Written instruction -
Find the line containing "Target: dark brown hair" in the material below; copy that line and all following lines exactly.

Task data -
+--

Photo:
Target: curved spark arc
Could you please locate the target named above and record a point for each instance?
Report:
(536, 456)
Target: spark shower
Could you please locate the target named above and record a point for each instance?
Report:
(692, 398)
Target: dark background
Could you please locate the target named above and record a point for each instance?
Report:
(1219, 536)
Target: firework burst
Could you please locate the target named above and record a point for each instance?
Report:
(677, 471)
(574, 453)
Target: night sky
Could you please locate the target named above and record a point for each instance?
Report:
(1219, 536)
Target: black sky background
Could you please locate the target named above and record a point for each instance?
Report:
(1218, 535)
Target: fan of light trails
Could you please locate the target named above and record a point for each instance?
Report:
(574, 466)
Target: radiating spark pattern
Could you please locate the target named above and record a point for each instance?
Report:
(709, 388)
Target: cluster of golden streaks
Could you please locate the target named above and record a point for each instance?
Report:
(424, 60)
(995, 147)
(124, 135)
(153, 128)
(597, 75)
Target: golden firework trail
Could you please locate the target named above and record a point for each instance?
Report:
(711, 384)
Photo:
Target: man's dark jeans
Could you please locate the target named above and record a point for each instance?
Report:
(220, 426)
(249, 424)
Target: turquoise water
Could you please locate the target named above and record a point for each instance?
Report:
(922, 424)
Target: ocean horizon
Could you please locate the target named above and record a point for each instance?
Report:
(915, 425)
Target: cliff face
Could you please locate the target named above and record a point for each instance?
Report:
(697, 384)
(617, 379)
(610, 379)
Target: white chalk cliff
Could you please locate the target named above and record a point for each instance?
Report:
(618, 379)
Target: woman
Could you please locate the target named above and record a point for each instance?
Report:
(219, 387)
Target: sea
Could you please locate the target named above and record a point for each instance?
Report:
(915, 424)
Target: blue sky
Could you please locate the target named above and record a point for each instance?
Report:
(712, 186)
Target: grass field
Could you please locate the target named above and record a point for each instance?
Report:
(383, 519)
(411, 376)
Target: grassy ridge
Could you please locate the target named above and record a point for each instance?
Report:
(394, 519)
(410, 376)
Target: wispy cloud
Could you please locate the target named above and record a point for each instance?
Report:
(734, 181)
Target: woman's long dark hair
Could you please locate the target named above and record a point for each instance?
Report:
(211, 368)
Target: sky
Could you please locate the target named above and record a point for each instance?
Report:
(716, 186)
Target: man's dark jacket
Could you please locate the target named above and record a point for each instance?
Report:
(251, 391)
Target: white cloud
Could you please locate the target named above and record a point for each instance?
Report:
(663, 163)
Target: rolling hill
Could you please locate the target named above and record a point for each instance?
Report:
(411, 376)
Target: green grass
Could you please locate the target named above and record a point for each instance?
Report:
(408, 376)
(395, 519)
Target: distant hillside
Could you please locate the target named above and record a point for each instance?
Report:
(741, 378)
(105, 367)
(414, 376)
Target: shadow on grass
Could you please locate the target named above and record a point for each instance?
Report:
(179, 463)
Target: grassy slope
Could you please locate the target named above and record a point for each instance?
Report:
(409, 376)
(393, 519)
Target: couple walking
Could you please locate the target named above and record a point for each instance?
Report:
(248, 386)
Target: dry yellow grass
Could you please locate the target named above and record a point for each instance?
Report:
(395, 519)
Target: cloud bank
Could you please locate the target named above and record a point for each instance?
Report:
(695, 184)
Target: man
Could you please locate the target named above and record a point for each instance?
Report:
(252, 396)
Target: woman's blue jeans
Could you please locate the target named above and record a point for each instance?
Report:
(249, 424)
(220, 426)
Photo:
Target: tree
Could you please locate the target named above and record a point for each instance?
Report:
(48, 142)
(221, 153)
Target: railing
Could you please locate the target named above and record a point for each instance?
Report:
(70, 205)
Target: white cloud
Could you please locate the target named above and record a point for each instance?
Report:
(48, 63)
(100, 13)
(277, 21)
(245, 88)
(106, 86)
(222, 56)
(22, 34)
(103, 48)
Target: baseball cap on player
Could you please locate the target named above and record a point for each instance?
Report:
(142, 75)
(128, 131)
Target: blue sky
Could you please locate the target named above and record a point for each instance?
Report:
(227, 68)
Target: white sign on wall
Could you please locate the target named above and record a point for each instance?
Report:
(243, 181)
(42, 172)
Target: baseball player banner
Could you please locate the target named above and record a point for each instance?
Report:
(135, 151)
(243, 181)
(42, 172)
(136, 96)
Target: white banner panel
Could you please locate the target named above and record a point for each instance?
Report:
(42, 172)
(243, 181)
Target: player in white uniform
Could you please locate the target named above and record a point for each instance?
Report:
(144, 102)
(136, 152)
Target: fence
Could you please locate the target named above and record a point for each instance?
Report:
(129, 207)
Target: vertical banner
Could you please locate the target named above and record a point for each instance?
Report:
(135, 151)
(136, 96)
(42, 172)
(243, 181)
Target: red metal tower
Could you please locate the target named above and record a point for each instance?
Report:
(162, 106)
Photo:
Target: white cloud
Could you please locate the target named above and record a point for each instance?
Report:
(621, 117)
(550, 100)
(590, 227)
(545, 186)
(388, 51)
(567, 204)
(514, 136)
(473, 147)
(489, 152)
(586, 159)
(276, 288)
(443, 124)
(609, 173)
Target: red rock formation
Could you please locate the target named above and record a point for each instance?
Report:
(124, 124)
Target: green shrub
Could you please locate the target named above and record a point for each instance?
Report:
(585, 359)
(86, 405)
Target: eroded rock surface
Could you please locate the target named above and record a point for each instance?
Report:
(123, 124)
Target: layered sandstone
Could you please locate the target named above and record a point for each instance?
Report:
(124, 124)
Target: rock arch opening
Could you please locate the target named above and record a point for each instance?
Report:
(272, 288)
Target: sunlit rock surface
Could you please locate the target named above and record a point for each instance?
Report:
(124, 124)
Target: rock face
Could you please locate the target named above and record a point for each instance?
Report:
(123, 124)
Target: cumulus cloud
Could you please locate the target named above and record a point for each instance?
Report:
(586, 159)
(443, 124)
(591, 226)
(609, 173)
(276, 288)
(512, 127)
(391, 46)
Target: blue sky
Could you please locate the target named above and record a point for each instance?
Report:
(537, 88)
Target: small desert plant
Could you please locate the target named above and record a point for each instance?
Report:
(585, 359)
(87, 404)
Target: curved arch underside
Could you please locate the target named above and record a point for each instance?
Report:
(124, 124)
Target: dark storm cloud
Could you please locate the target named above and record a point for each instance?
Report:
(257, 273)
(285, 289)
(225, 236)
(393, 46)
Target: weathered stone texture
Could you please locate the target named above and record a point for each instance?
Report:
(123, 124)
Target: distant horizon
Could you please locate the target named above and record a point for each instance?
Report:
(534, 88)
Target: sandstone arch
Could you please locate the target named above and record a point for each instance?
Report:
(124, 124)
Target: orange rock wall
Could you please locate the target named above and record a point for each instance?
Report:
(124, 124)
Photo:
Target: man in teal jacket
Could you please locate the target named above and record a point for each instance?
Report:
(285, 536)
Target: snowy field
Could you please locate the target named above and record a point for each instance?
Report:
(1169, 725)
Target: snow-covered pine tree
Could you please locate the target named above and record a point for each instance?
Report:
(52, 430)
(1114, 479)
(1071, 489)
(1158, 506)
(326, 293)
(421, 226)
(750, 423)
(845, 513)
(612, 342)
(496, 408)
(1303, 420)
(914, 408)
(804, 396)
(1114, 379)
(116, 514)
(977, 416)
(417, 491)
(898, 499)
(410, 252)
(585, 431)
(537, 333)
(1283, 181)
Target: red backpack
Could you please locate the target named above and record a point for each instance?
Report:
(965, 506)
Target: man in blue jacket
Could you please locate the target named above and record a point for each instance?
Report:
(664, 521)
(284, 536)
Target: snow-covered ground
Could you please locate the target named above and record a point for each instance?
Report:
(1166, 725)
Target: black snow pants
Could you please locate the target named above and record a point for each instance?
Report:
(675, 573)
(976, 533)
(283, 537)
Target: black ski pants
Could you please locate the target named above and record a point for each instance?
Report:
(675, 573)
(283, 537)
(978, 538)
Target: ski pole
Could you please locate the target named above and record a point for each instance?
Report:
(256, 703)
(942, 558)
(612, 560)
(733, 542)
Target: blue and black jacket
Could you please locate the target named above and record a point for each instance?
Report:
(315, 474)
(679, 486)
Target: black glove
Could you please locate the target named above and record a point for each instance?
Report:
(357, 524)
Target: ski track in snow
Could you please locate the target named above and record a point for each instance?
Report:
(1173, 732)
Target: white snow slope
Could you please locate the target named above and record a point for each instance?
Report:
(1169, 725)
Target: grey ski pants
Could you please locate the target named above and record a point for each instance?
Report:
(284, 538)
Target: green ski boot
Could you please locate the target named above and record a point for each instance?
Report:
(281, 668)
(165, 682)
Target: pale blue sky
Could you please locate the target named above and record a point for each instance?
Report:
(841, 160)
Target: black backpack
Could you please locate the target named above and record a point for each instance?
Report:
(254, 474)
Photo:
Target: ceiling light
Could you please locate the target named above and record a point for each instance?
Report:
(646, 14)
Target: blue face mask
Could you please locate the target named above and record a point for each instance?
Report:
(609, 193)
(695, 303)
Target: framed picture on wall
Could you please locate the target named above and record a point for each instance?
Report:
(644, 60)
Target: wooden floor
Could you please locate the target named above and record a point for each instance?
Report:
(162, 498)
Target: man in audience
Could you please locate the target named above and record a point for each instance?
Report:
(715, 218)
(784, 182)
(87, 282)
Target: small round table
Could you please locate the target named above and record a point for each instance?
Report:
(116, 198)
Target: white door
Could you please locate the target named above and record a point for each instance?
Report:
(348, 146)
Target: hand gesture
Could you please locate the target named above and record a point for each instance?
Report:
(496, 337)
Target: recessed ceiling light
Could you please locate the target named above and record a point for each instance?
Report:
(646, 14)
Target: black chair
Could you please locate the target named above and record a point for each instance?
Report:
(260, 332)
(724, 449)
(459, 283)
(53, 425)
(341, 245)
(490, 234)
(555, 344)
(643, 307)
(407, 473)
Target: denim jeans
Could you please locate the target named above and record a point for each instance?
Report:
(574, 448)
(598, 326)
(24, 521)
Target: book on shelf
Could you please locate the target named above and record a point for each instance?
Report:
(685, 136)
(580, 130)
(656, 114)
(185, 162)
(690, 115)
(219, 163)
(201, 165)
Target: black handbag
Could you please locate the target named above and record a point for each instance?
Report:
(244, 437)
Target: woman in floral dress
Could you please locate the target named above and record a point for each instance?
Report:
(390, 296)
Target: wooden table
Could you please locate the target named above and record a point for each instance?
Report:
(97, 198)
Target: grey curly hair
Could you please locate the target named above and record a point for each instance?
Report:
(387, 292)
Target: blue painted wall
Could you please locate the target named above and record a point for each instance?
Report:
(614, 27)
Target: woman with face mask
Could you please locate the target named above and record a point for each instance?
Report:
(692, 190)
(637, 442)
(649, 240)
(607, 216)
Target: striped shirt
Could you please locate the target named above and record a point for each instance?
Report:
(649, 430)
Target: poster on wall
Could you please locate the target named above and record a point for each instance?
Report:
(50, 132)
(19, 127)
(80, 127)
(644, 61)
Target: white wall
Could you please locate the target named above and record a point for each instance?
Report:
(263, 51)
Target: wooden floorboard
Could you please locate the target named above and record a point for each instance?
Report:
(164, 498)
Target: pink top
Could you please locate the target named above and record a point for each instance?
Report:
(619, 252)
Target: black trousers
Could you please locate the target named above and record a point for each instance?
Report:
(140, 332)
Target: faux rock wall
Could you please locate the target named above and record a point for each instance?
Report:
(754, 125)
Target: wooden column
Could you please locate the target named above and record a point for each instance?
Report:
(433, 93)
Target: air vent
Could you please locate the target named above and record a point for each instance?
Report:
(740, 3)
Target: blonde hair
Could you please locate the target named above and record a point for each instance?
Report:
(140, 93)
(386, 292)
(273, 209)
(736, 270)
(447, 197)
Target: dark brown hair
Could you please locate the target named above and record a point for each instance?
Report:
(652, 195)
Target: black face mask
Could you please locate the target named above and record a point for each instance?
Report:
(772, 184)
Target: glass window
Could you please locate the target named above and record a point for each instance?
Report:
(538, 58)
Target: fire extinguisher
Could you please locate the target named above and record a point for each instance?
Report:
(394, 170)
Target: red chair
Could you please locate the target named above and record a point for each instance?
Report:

+--

Result for this task -
Target: dark brown hair
Could you please locate the target named above and record a point for each instance?
Report:
(652, 195)
Target: black face mask
Could you please locate the target named above and record a point for each instance?
Report:
(772, 184)
Target: glass window
Could you please locate the target named above and record a point for each instance?
Report:
(538, 58)
Target: fire extinguisher
Could you please locate the target named above and record a point for each instance?
Report:
(394, 170)
Target: red chair
Could you please locate the target named above and record a point for each instance?
Report:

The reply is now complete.